## Tekstfragment
◇ ◇ ◇ ◇ ◇

Uitspraak 202001569/1/V3


Volledige tekst

202001569/1/V3.
Datum uitspraak: 29 juli 2020

AFDELING
BESTUURSRECHTSPRAAK

Uitspraak met toepassing van artikel 8:54, eerste lid, van de Algemene wet bestuursrecht op het hoger beroep van:

de staatssecretaris van Justitie en Veiligheid,

appellant,

tegen de uitspraak van de rechtbank Den Haag, zittingsplaats Amsterdam, van 27 februari 2020 in zaken nrs. NL20.1951 en NL20.1953 in het geding tussen:

[de vreemdelingen], mede voor hun minderjarige kinderen,

en

de staatssecretaris.

Procesverloop

Bij besluiten van 23 januari 2020 heeft de staatssecretaris aanvragen van de vreemdelingen om hun een verblijfsvergunning asiel voor bepaalde tijd te verlenen, niet-ontvankelijk verklaard.

Bij uitspraak van 27 februari 2020 heeft de rechtbank de daartegen door de vreemdelingen ingestelde beroepen gegrond verklaard, die besluiten vernietigd en bepaald dat de staatssecretaris nieuwe besluiten op de aanvragen neemt met inachtneming van wat in de uitspraak is overwogen.

Tegen deze uitspraak heeft de staatssecretaris hoger beroep ingesteld.

De vreemdelingen, vertegenwoordigd door mr. M. Lienaerts, advocaat te Enschede, hebben een schriftelijke uiteenzetting gegeven.

◇ ◇ ◇ ◇ ◇

## Te onderzoeken gegevens
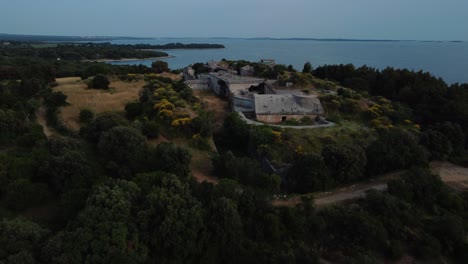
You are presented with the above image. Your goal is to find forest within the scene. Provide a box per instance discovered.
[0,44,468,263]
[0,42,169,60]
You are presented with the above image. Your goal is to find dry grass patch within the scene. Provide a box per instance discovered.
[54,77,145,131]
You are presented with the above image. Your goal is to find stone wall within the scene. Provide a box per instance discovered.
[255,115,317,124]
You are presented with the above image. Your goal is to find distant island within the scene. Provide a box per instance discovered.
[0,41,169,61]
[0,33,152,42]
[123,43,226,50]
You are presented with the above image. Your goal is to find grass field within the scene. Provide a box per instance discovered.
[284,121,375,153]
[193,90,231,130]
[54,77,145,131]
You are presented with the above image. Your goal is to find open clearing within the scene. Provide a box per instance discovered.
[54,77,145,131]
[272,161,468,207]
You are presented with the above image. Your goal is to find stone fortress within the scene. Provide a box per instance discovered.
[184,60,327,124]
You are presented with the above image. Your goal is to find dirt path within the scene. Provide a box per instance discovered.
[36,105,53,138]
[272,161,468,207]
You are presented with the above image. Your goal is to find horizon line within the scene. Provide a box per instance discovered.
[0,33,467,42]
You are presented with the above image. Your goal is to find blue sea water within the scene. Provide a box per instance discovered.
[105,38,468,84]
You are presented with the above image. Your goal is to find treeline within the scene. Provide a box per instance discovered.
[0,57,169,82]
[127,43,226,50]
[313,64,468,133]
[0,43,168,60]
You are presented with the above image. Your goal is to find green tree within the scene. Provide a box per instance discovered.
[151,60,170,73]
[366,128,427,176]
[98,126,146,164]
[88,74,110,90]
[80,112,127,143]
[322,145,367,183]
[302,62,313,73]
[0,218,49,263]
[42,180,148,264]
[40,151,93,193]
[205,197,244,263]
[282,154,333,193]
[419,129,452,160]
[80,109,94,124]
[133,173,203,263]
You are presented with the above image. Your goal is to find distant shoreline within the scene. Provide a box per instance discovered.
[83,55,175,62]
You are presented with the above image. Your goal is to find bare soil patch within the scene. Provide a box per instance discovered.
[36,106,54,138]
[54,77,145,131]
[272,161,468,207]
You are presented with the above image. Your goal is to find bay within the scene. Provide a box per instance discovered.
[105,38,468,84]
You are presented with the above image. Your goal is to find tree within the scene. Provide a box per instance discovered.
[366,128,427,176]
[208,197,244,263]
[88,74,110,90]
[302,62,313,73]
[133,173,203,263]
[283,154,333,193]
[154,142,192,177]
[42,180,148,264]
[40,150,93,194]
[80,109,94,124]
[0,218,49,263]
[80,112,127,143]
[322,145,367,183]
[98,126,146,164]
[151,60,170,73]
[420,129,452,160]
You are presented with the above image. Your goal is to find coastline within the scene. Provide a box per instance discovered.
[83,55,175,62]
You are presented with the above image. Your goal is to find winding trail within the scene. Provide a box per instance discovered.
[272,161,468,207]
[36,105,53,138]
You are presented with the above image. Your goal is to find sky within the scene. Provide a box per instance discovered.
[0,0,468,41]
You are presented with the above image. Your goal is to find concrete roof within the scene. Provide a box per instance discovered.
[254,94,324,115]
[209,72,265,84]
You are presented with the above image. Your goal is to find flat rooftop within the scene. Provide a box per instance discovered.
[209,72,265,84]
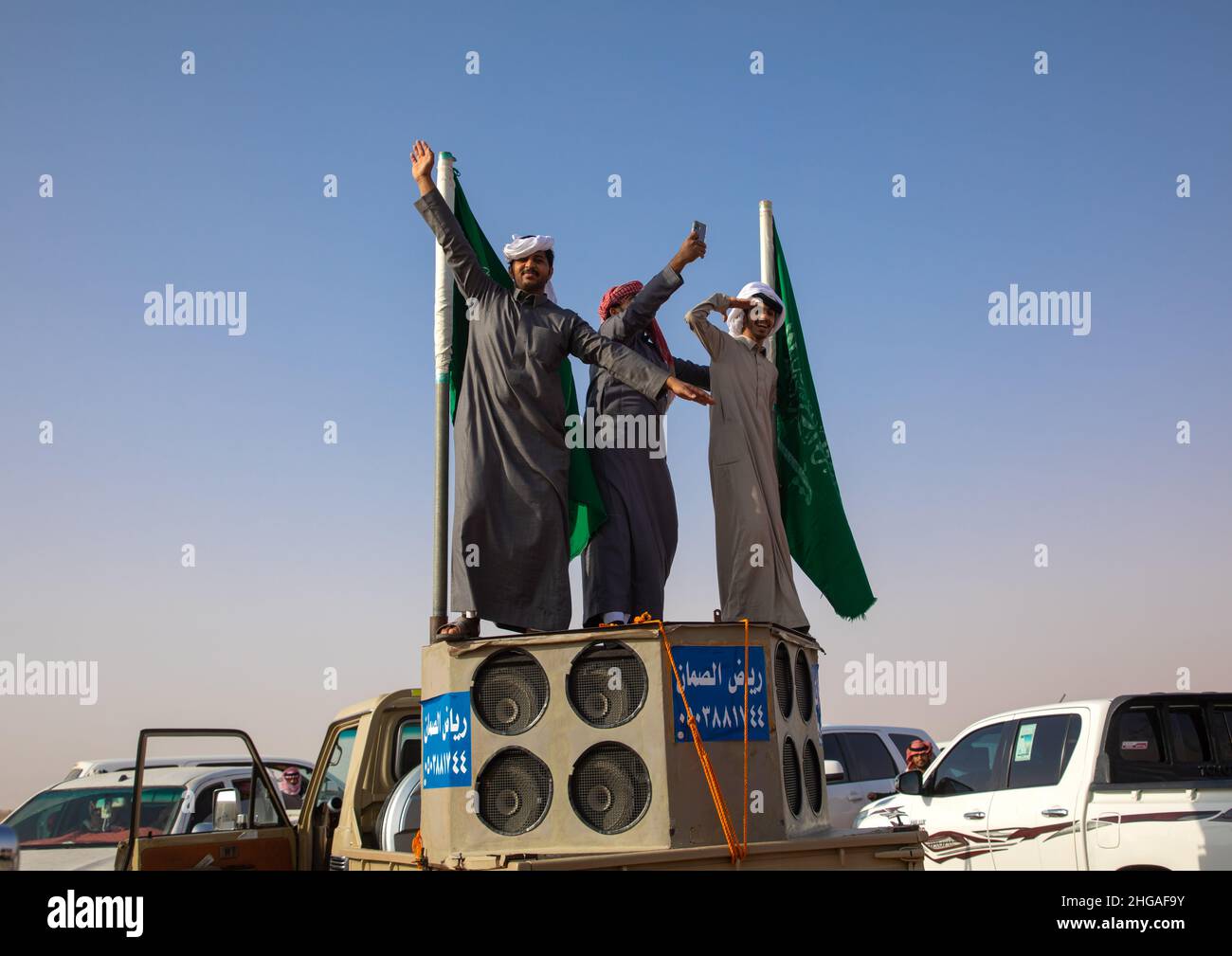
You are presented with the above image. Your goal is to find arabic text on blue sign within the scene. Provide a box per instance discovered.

◇ ◇ ◇ ◇ ◇

## Te maken opdrachten
**a)** Wie vertegenwoordigde de vreemdelingen volgens het tekstfragment over het hoger beroep?
**b)** Vat het tekstfragment over het hoger beroep samen in twee zinnen.
**c)** Vervolg het tekstfragment over het hoger beroep van de staatssecretaris na de laatste zin.

## Uitkomsten
**a)** Mr. M. Lienaerts, advocaat te Enschede.

**b)** De staatssecretaris verklaarde op 23 januari 2020 de aanvragen van de vreemdelingen om een verblijfsvergunning asiel voor bepaalde tijd niet-ontvankelijk, waarna de rechtbank Den Haag op 27 februari 2020 hun beroepen gegrond verklaarde en de besluiten vernietigde. Tegen die uitspraak stelde de staatssecretaris hoger beroep in, en de vreemdelingen gaven via hun advocaat een schriftelijke uiteenzetting.

**c)**
Overwegingen

1.    De staatssecretaris heeft de opvolgende asielaanvragen van de vreemdelingen niet-ontvankelijk verklaard, omdat zij aan die aanvragen geen nieuwe elementen of bevindingen ten grondslag hebben gelegd (artikel 30a, eerste lid, aanhef en onder d, van de Vw 2000). De vreemdelingen hebben vier minderjarige (stief)kinderen en hebben in Griekenland een verblijfsvergunning asiel gekregen. Deze uitspraak gaat over het oordeel van de rechtbank dat zij bijzonder kwetsbaar zijn.

2.    Niet in geschil is dat de vreemdelingen tijdens de asielprocedure verschillende medische stukken hebben overgelegd en dat deze, op één stuk na, niet in het rechtbankdossier zijn opgenomen. De staatssecretaris erkent dat dat wel had moeten gebeuren. De rechtbank heeft overwogen dat de medische problemen die de vreemdelingen stellen te hebben, daarmee voldoende zijn onderbouwd en nieuwe feiten zijn. Onder verwijzing naar het arrest van het Hof van Justitie van 19 maart 2019, Ibrahim, ECLI:EU:C:2019:219, en de uitspraak van de Afdeling van 15 juli 2019, ECLI:NL:RVS:2019:2384, heeft zij vervolgens overwogen dat de staatssecretaris de aanvragen ten onrechte zonder een individuele beoordeling van de mate van kwetsbaarheid van de vreemdelingen niet-ontvankelijk heeft verklaard. De rechtbank heeft daarom de beroepen gegrond verklaard en de besluiten van 23 januari 2020 vernietigd. Zij heeft voorts overwogen dat, gezien wat op zitting is behandeld, de vreemdelingen bijzonder kwetsbaar zijn in de zin van het arrest Ibrahim. De staatssecretaris moet daarom, aldus de rechtbank, nader motiveren waarom de vreemdelingen bij terugkeer naar Griekenland niet, buiten hun wil om, zullen terechtkomen in een toestand van zeer verregaande materiële deprivatie, zoals bedoeld in het arrest Ibrahim.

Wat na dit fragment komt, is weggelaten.